• **Task prompt**
Please restate the data exactly, from the first line to the last.

(Point localization data)
=== Section Start ===

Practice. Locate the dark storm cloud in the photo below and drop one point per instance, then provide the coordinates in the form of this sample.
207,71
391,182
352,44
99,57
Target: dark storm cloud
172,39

=== Section End ===

• **Final answer**
Practice. Locate the dark storm cloud in the photo below and drop one point per instance, then provide the coordinates in the form of this sample.
207,71
391,182
352,44
99,57
Target: dark storm cloud
172,39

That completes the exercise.